- _ABOUT THIS TASK_:
An exact copy of the records below is required, and it must contain no pictures.

- _WORKING DATA_:
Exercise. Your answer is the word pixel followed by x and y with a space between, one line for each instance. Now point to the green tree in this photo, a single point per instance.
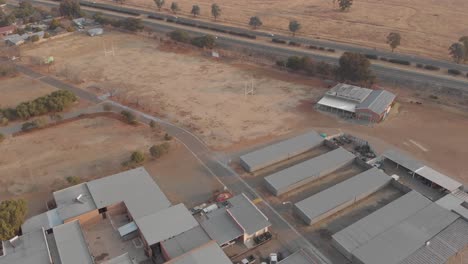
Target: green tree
pixel 354 67
pixel 345 4
pixel 215 11
pixel 294 26
pixel 457 51
pixel 464 40
pixel 159 4
pixel 12 214
pixel 70 8
pixel 255 22
pixel 195 10
pixel 393 40
pixel 175 7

- _OUTPUT BELOW_:
Exercise. Your answer is the word pixel followed by x and y with a space between, one line for each instance. Now point to the green tree in this photo, a single point per instance.
Target: green tree
pixel 354 67
pixel 345 4
pixel 215 11
pixel 294 26
pixel 457 51
pixel 464 40
pixel 159 4
pixel 12 214
pixel 70 8
pixel 255 22
pixel 195 10
pixel 393 40
pixel 175 7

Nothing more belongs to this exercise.